• **Text excerpt**:
Effective Handling of Geospatial Data in DynamoDB

Handling Geospatial data in DynamoDB doesn’t feel like a natural fit, and can appear complex. With the right approach and some upfront work, you can leverage the unique powers of DynamoDB for your geospatial application.

There are some really good existing patterns for handling geospatial data, in particular the DynamoDB Geo Package. However, there are some limitations I wanted to avoid for my application. In particular, I wanted more control over the structure of my data, and I wanted to be able to return a geographically distributed set of results within a large result set without paginating.

This article walks through how I achieved this using DynamoDB, with an example dataset of weather data from ~5,000 global airports. The approach for structuring and querying the geospatial data includes making use of multiple geohash indexes and some de-clustering.

The end goal:

Real-time queries working at lightning speed at any precision level
Uniform response time, regardless of the bounding box size
Queries not impacted by the total dataset size: No scan operations, only optimised queries.
A random, well-distributed set of results, rather than clustered data from a single corner of the bounding box

Introduction

The code for this article can be found here:

👉 GitHub Repository – DynamoDB Geospatial Example

The project demonstrates how to:

Load real-world weather data into DynamoDB
Structure indexes for multi-level geohash precision
Support both large (worldwide) and small (town-level) bounding box queries
Perform “points of interest along a route” type queries
Return randomised results evenly distributed across space

The Challenge with Geospatial in DynamoDB

At its core, DynamoDB does not provide geospatial queries natively. You cannot simply say: “Give me all points within this bounding box.”

We need to break the problem down:

Geohashing: Encode latitude and longitude into a compact, ordered string.
Precision levels: Wider bounding boxes use low-precision geohashes, smaller bounding boxes use higher precision.
Indexes: Leverage DynamoDB Primary Partition and GSIs to query data at the right level of precision.
Partition prefixes: Avoid hot partitions and enable randomised selection.

Table Design

Here’s the design I used that allows for multi-precision level queries:

Partition Key	Sort Key	GSI1 Partition Key	GSI1 Sort Key
PK	SK	GSI1PK	GSI1SK
`<ShardID>#<GeoHash Precision 1>`	`<GeoHash Precision 8>`	`<GeoHash Precision 4>`	`<GeoHash Precision 8>`

And importantly:

The ShardID is a random number (1–10 in the default case) that distributes data across partitions.
We fan out to parallel queries, returning a random spread of results.

The precision levels configurable based on your use case, but under test, I found this structure to work well from very low to very high precision queries.

• **Challenge 1**: Quote the DynamoDB geospatial article above from "Precision levels: Wider" to "enable randomised selection.", word for word.

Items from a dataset
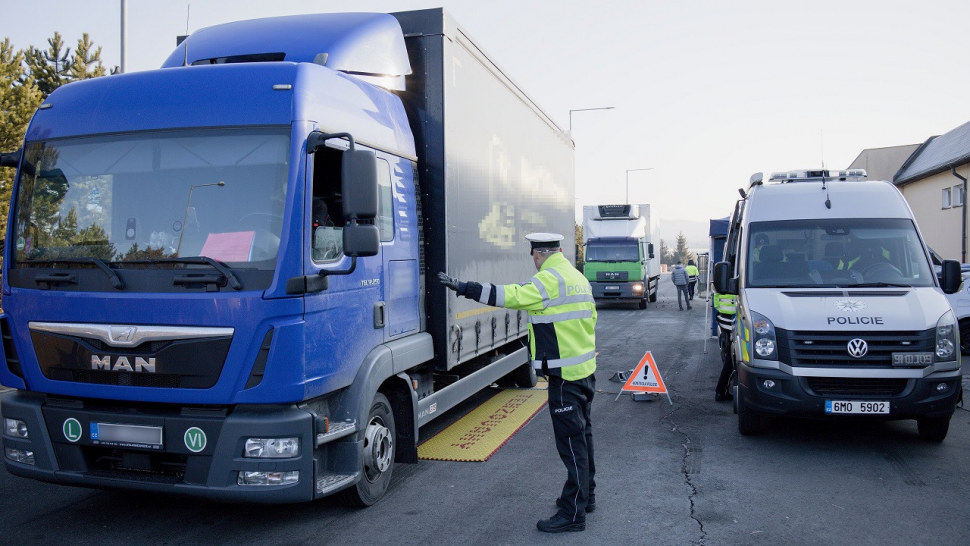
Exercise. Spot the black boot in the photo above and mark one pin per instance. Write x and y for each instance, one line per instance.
(560, 524)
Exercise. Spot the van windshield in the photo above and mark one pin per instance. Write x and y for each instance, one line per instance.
(836, 253)
(150, 197)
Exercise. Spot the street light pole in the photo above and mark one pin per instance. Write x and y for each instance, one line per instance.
(628, 171)
(583, 110)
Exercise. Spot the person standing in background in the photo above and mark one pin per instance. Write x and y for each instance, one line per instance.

• **Challenge 2**: Print all the rows above exactly as they appear, but leave out the pictures.

• **Full response 1**:
Precision levels: Wider bounding boxes use low-precision geohashes, smaller bounding boxes use higher precision.
Indexes: Leverage DynamoDB Primary Partition and GSIs to query data at the right level of precision.
Partition prefixes: Avoid hot partitions and enable randomised selection.

• **Full response 2**:
Exercise. Spot the black boot in the photo above and mark one pin per instance. Write x and y for each instance, one line per instance.
(560, 524)
Exercise. Spot the van windshield in the photo above and mark one pin per instance. Write x and y for each instance, one line per instance.
(836, 253)
(150, 197)
Exercise. Spot the street light pole in the photo above and mark one pin per instance. Write x and y for each instance, one line per instance.
(628, 171)
(583, 110)
Exercise. Spot the person standing in background in the photo above and mark one pin per instance. Write x and y for each instance, one line per instance.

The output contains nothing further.